_Source document_
┌──
Pause to consider the irony of the outpouring of liberal outrage here. The folks at Sesame Street allowed themselves to be acquired by a premium cable channel that the poorest Americans cannot see. But it’s Mr. Trump who is evil-personified for cutting the budget of the ridiculous NEA.

As I said, what we’re witnessing is a propaganda war against Mr. Trump’s efforts to restore some fiscal sanity and boundaries to national government spending; and restore our neglected defensive capabilities in an increasingly dangerous and volatile world.

Celebrities are doing their part. Here’s the spectacularly wealthy author Stephen King taunting the elderly people ands shut-ins who voted for Trump concerning (grossly misleading false) reports of cuts to the federal “Meals on Wheels” program:


This is despicable. Sadly, it would probably never occur to a Progressive like Mr. King that some patriotic older Americans might not vote based purely on what most benefits them personally. Or that some of the few surviving members of the “Greatest Generation”—who grew up during the Great Depression and weathered the rigors of World War II—might just care more about their nation’s future than their own comfort.
└──
_Exercise 1_
Can you rewrite the paragraph in the commentary that begins "This is despicable." more briefly, keeping its main points?
_Exercise 2_
Answer these questions from the commentary:
(a) What did the folks at Sesame Street allow themselves to be acquired by?
(b) Which federal program do the reports about cuts mentioned in connection with Stephen King concern?
(c) What two hardships does the commentary say the "Greatest Generation" lived through?
_Exercise 3_
Pull out everything in the commentary from "Celebrities are doing" down to "their own comfort.", word for word.

_Material provided_
┌──
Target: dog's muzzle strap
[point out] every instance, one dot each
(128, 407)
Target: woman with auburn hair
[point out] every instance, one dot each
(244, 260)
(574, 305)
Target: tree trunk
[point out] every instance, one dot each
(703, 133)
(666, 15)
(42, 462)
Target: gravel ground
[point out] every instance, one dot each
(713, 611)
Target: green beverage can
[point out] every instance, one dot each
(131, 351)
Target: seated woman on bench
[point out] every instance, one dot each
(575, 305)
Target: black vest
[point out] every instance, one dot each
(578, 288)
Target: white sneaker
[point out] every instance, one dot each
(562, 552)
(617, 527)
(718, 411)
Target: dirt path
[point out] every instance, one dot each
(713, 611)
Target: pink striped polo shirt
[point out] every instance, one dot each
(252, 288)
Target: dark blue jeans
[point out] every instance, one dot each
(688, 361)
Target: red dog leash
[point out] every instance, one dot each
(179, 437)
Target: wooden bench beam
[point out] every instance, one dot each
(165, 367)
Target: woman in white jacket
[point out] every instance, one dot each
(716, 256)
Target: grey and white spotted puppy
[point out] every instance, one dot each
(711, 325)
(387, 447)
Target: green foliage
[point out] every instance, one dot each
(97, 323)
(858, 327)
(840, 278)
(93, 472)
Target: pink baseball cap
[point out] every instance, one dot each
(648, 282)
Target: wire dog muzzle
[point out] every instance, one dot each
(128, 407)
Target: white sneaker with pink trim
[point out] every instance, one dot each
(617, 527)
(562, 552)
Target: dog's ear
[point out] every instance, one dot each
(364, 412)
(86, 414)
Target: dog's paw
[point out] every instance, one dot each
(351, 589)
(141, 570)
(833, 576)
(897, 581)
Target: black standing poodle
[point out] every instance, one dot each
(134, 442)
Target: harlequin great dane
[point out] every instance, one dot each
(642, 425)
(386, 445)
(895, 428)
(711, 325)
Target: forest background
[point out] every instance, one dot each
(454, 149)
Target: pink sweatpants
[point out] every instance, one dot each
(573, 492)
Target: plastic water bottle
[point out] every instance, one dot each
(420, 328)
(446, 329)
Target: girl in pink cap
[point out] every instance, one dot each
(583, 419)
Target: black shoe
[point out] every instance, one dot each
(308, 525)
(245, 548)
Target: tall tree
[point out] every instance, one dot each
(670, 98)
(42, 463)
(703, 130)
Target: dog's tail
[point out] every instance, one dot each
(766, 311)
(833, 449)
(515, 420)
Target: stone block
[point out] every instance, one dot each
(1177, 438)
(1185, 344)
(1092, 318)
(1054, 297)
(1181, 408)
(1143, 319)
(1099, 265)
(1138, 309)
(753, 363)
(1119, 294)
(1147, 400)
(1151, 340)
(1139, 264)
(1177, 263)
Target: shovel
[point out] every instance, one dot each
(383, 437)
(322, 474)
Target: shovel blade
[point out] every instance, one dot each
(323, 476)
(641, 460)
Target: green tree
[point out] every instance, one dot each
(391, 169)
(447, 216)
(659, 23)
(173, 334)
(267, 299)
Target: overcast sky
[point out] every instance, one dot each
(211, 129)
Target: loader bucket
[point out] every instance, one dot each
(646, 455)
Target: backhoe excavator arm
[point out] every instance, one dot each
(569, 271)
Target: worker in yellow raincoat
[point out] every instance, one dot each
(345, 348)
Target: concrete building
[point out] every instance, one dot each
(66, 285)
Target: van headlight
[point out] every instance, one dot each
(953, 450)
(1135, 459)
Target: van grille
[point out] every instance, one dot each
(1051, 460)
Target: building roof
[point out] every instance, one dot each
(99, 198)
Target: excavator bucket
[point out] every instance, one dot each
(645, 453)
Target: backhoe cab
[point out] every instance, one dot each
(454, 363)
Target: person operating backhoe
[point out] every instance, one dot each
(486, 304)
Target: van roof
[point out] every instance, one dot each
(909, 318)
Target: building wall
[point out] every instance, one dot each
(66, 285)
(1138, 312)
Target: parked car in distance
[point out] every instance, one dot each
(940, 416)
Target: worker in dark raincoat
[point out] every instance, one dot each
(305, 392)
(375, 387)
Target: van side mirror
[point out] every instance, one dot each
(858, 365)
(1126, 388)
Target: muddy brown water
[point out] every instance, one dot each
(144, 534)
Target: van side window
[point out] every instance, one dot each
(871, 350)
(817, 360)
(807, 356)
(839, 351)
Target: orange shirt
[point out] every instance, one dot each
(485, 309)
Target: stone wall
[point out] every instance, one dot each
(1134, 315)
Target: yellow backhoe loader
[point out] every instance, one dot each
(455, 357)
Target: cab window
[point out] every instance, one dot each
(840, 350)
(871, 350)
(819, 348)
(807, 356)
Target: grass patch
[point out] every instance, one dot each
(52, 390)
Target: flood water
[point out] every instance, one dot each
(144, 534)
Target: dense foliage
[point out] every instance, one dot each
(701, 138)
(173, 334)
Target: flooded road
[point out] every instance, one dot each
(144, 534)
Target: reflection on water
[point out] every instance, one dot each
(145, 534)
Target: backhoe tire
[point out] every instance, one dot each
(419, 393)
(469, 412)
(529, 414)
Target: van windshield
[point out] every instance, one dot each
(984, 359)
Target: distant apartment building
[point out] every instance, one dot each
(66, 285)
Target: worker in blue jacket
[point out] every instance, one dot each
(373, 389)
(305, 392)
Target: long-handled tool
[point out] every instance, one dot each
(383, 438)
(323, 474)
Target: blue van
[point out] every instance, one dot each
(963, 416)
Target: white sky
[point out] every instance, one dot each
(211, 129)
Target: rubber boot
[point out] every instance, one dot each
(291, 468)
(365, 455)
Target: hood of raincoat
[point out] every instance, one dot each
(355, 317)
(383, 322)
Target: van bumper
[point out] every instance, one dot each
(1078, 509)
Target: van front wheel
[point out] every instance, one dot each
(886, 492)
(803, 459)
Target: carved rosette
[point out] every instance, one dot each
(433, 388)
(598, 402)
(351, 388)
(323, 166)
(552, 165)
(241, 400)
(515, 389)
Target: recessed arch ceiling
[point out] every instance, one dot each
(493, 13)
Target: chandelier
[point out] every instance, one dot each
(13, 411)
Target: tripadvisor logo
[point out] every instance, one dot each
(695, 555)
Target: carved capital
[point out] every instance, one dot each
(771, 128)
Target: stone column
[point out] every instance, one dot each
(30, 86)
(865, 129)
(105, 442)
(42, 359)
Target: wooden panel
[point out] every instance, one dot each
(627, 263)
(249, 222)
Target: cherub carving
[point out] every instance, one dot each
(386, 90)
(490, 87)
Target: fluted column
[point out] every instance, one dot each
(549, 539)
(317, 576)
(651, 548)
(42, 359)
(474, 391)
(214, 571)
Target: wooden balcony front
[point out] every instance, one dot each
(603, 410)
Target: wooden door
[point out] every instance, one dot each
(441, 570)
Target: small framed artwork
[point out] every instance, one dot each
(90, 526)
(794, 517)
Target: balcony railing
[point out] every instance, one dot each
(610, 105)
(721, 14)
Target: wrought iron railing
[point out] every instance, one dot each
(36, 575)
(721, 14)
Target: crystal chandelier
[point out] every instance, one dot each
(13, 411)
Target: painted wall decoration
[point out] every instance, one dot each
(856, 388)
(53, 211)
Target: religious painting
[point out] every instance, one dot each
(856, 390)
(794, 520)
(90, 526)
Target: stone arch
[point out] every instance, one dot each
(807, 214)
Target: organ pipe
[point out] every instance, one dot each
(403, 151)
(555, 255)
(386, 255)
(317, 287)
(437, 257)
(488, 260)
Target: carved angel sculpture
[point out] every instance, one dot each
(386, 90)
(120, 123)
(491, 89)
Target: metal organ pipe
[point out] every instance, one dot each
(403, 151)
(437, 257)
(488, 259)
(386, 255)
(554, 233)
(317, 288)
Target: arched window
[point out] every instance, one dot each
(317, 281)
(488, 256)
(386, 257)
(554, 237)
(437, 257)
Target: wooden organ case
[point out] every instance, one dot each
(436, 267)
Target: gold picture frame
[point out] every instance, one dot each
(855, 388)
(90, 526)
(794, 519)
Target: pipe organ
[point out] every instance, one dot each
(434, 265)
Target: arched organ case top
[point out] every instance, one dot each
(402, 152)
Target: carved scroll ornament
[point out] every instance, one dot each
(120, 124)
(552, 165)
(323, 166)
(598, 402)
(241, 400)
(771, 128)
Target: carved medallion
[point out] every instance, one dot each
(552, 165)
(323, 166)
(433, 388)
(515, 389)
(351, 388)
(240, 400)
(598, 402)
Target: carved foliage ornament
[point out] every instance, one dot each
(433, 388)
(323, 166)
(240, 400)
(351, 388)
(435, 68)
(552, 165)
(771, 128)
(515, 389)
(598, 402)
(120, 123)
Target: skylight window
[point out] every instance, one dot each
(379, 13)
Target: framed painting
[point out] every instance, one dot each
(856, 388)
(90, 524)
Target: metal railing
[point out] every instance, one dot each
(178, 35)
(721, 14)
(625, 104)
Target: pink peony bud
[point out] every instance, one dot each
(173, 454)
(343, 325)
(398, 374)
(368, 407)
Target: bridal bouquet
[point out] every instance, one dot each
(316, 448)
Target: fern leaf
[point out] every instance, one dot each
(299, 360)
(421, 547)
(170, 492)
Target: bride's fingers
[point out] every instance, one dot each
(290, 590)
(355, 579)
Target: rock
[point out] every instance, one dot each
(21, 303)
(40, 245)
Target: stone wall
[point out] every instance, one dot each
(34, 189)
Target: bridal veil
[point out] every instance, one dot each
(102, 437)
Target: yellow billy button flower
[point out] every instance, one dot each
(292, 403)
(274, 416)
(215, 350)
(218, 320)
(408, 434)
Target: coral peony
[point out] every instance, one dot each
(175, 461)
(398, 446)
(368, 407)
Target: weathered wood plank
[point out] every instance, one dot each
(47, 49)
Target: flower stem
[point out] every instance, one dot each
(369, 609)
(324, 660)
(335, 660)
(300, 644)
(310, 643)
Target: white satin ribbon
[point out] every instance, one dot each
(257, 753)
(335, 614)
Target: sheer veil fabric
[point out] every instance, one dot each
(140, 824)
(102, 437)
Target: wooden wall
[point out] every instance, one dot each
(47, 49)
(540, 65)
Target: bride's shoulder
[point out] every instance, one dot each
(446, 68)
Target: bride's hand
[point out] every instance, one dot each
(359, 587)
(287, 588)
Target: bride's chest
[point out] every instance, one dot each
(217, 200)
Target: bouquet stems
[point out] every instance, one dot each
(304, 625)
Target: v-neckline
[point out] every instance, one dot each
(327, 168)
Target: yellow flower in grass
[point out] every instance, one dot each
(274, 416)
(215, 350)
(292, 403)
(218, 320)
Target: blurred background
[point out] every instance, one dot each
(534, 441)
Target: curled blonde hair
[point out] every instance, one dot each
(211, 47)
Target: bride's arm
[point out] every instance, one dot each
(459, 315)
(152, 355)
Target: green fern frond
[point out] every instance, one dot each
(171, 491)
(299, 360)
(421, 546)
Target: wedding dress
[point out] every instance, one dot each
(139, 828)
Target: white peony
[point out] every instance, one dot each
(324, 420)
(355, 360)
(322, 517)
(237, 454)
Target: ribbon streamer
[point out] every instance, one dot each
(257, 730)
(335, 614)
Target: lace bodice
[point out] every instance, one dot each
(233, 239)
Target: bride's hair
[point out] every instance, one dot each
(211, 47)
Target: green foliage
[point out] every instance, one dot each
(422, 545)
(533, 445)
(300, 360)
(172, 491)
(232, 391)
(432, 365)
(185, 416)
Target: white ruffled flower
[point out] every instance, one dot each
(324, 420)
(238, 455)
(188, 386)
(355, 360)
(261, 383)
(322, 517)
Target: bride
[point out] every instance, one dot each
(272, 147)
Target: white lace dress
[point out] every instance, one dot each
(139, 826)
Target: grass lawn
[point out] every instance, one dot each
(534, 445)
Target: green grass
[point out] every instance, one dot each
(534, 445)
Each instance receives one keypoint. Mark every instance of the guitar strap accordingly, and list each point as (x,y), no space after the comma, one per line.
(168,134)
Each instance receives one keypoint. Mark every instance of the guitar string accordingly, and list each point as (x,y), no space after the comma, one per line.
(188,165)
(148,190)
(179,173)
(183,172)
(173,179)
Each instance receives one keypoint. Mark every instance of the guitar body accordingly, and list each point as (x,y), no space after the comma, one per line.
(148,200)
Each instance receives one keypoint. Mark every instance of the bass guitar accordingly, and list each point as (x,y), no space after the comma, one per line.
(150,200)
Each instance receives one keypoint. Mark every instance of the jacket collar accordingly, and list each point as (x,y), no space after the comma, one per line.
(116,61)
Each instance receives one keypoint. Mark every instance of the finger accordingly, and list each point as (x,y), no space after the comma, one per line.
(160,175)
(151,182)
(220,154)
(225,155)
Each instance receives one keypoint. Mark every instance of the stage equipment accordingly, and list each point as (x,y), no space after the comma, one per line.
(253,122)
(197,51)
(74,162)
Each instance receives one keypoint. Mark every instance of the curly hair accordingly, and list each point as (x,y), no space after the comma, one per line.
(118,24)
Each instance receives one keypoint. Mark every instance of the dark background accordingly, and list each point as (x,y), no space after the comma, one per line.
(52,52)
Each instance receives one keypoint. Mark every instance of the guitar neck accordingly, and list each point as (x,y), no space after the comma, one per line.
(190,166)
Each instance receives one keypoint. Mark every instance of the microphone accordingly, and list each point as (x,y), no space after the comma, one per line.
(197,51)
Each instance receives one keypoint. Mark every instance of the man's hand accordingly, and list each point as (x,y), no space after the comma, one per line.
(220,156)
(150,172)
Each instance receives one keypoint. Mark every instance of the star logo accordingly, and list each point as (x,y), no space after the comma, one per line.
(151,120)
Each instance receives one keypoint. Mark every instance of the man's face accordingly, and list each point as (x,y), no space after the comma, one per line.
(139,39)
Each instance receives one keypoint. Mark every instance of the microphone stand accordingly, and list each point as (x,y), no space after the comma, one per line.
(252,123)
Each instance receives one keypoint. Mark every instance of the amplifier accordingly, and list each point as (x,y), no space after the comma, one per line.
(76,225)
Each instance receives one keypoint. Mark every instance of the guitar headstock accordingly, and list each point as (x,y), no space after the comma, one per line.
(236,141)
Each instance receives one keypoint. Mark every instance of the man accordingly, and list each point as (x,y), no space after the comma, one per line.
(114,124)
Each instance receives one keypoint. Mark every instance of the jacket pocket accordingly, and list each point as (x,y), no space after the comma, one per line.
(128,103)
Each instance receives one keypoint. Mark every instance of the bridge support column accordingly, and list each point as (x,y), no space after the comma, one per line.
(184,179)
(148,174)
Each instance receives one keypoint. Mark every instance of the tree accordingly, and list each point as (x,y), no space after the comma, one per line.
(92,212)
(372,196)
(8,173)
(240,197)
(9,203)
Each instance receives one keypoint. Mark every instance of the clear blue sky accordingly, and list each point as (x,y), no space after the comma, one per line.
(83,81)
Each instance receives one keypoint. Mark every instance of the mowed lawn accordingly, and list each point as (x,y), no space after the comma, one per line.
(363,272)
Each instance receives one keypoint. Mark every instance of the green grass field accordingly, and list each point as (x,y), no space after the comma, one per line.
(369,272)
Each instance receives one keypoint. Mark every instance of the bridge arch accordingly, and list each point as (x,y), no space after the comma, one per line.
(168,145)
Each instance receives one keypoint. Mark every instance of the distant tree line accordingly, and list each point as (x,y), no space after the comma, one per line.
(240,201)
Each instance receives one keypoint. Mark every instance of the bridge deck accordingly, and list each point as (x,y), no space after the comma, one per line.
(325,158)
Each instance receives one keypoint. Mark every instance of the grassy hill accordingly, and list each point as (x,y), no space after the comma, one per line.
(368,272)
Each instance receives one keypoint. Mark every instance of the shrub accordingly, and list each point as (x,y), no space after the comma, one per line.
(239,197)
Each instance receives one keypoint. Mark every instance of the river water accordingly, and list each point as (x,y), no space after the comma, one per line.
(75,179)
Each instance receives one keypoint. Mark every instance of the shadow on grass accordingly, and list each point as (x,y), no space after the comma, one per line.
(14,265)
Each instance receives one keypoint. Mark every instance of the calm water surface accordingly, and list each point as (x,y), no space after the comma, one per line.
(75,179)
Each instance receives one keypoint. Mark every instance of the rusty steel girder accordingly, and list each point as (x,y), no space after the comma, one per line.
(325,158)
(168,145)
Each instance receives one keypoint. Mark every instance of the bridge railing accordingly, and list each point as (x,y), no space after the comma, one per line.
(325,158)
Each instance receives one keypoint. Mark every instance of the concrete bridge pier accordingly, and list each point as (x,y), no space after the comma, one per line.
└──
_Worked solution 1_
The commentary calls this despicable. It says a Progressive like Mr. King would likely never consider that some patriotic older Americans don't vote purely for personal benefit. It also suggests that surviving members of the "Greatest Generation," who grew up in the Great Depression and weathered World War II, might care more about the nation's future than their own comfort.

_Worked solution 2_
(a) A premium cable channel that the poorest Americans cannot see.
(b) The federal "Meals on Wheels" program.
(c) They grew up during the Great Depression and weathered the rigors of World War II.

_Worked solution 3_
Celebrities are doing their part. Here’s the spectacularly wealthy author Stephen King taunting the elderly people ands shut-ins who voted for Trump concerning (grossly misleading false) reports of cuts to the federal “Meals on Wheels” program:


This is despicable. Sadly, it would probably never occur to a Progressive like Mr. King that some patriotic older Americans might not vote based purely on what most benefits them personally. Or that some of the few surviving members of the “Greatest Generation”—who grew up during the Great Depression and weathered the rigors of World War II—might just care more about their nation’s future than their own comfort.